EXERCISE AIM: Edit the listing from its first line through the line containing "[[106, 178], [328, 192], [177, 203]]" by replacing "marker" with "dot" throughout, and leave everything else unchanged.
-------
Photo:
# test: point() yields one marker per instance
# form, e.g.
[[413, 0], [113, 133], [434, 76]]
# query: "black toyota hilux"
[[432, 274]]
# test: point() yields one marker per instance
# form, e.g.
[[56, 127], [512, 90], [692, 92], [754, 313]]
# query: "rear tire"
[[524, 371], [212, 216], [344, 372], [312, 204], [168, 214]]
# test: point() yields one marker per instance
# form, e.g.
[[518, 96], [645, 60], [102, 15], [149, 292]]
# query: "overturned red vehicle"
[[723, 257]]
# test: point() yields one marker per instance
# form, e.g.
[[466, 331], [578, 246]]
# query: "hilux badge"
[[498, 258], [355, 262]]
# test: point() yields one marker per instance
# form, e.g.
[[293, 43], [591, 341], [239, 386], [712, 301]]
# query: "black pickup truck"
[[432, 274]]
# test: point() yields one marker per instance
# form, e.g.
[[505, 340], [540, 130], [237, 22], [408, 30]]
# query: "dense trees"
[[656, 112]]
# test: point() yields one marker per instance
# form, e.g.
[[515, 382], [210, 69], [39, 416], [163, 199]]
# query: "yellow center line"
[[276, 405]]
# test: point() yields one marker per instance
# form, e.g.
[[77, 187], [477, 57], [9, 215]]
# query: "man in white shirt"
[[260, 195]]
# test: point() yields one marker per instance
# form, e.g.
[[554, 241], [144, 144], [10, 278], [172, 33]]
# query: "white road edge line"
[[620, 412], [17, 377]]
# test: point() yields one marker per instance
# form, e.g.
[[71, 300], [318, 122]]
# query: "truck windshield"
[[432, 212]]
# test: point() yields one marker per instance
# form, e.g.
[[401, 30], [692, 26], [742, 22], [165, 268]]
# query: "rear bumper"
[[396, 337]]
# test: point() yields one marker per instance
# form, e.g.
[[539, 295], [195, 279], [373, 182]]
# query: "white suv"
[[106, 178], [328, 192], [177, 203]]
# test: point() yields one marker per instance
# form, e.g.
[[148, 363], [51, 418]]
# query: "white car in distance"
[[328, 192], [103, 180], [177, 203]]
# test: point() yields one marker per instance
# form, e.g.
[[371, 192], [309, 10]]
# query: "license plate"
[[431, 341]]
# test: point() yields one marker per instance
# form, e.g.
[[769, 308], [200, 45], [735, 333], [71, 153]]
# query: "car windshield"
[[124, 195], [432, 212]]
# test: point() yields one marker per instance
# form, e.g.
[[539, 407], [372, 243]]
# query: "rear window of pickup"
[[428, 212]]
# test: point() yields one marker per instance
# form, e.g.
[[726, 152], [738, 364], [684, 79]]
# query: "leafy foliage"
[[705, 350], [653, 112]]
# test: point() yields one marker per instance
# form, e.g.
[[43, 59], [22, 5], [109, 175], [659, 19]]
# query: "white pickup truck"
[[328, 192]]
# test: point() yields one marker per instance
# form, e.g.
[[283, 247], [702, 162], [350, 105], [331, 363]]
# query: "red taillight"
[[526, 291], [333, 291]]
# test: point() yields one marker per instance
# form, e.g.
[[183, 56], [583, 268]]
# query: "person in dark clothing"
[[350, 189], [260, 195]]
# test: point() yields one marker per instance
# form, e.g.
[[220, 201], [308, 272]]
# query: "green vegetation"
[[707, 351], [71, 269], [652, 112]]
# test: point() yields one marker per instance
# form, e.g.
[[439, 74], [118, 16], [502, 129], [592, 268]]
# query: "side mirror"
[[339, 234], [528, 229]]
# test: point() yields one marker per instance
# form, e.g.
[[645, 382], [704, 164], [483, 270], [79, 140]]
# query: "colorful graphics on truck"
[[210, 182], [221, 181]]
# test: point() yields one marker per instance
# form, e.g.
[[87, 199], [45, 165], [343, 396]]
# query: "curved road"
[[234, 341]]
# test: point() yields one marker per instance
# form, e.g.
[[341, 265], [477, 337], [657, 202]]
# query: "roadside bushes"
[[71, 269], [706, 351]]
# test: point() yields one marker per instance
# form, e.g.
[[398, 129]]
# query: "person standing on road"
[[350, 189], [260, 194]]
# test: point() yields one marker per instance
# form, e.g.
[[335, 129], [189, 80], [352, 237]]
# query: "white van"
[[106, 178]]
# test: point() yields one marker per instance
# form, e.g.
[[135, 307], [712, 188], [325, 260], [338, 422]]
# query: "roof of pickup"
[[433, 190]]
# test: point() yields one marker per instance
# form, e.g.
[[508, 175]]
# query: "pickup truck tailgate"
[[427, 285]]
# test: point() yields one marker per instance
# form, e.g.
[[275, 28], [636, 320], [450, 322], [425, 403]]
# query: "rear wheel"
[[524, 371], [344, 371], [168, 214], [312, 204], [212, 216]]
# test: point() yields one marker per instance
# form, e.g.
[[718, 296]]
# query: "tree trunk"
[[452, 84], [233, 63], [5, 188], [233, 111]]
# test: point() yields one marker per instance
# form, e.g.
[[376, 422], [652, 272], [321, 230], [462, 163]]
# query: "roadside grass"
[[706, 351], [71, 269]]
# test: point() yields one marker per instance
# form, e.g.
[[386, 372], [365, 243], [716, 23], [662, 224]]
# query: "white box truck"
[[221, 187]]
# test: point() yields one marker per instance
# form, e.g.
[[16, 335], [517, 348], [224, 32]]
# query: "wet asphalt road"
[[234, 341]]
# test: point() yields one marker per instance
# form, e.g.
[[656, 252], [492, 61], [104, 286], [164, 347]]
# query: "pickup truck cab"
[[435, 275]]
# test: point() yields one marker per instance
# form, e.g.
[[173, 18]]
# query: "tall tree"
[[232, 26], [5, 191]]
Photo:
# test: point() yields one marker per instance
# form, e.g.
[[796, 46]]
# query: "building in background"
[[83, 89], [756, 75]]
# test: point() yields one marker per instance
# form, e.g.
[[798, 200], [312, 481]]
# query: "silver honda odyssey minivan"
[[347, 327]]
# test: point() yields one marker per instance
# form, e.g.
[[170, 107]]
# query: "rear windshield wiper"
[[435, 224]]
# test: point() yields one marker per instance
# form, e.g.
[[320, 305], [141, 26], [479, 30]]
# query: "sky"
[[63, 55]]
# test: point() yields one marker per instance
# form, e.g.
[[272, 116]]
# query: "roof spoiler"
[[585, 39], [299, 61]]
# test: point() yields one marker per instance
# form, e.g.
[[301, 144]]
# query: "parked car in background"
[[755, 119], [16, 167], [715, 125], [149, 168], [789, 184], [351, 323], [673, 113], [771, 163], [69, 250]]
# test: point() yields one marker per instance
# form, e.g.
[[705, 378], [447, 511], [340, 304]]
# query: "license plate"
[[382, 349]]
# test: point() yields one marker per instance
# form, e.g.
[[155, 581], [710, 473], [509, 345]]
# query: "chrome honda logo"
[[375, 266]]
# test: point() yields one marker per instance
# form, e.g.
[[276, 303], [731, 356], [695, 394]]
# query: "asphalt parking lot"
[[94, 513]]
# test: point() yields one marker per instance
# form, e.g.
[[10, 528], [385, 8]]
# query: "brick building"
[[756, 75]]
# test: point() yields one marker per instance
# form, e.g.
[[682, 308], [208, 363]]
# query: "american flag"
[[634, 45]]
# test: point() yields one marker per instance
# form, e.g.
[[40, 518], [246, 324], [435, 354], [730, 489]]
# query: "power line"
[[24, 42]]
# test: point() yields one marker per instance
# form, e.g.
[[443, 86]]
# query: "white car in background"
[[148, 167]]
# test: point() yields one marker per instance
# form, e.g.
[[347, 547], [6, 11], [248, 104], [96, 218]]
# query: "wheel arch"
-------
ANSWER FOR THIS EXERCISE:
Photo:
# test: point() yields one dot per instance
# form, e.g.
[[413, 0], [113, 133], [434, 76]]
# query: "black toyota hilux"
[[432, 274]]
# test: point() yields one dot per instance
# form, e.g.
[[56, 127], [512, 90], [692, 92], [754, 313]]
# query: "rear tire"
[[524, 371], [212, 216], [344, 372], [312, 204], [168, 214]]
# test: point() yields one dot per instance
# form, e.g.
[[518, 96], [645, 60], [102, 15], [149, 292]]
# query: "overturned red vehicle"
[[723, 257]]
# test: point() yields one dot per instance
# form, e.g.
[[466, 331], [578, 246]]
# query: "hilux badge"
[[498, 258], [355, 262]]
# test: point() yields one dot per instance
# form, e.g.
[[293, 43], [591, 341], [239, 386], [712, 301]]
# query: "black pickup truck"
[[432, 274]]
# test: point() yields one dot per instance
# form, e.g.
[[505, 340], [540, 130], [237, 22], [408, 30]]
# query: "dense trees"
[[656, 112]]
# test: point() yields one dot per instance
# form, e.g.
[[515, 382], [210, 69], [39, 416], [163, 199]]
# query: "yellow center line"
[[276, 405]]
# test: point() yields one dot per instance
# form, e.g.
[[77, 187], [477, 57], [9, 215]]
# query: "man in white shirt"
[[260, 195]]
# test: point() yields one dot per instance
# form, e.g.
[[554, 241], [144, 144], [10, 278], [172, 33]]
# query: "white road edge line"
[[620, 412], [17, 377]]
# test: point() yields one dot per instance
# form, e.g.
[[71, 300], [318, 122]]
# query: "truck windshield"
[[432, 212]]
# test: point() yields one dot per instance
# form, e.g.
[[401, 30], [692, 26], [742, 22], [165, 268]]
# query: "rear bumper"
[[396, 337]]
# test: point() yields one dot per instance
# form, e.g.
[[539, 295], [195, 279], [373, 182]]
# query: "white suv"
[[106, 178], [328, 192], [177, 203]]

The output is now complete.